--- Provided data ---
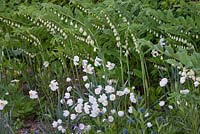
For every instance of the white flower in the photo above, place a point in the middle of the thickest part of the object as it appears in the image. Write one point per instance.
(33, 94)
(76, 60)
(81, 126)
(97, 62)
(120, 113)
(69, 88)
(55, 124)
(73, 116)
(132, 98)
(85, 78)
(161, 103)
(120, 93)
(66, 113)
(67, 95)
(70, 102)
(170, 107)
(53, 85)
(68, 79)
(109, 89)
(88, 69)
(182, 80)
(163, 82)
(146, 115)
(87, 85)
(196, 83)
(113, 111)
(112, 97)
(46, 64)
(130, 109)
(97, 91)
(110, 65)
(186, 91)
(3, 103)
(110, 118)
(149, 124)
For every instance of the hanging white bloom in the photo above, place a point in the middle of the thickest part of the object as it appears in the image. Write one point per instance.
(120, 113)
(66, 113)
(3, 103)
(149, 124)
(161, 103)
(85, 78)
(76, 60)
(110, 65)
(182, 80)
(163, 82)
(53, 85)
(97, 62)
(88, 69)
(46, 64)
(186, 91)
(33, 94)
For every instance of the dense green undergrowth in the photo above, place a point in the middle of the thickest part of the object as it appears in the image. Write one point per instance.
---
*What the exercise asks:*
Give the lines of the items from the one containing "For every instance of the hanging" through the end of the items as a JSON list of strings, one string per line and no blank lines.

*Expected output:*
[
  "For every instance of the hanging white bloom in the photo above, place a point in the middle of the thickest part of the object as it appears in the image. Write one point per instance.",
  "(120, 113)",
  "(66, 113)",
  "(3, 103)",
  "(149, 124)",
  "(161, 103)",
  "(85, 78)",
  "(76, 60)",
  "(110, 65)",
  "(182, 80)",
  "(163, 82)",
  "(53, 85)",
  "(97, 62)",
  "(88, 69)",
  "(46, 64)",
  "(186, 91)",
  "(33, 94)",
  "For every instance of the dense green undergrowth in the photo above, place a point in the middle of the thickest part of the object as it appears in the image. Write one point per instance."
]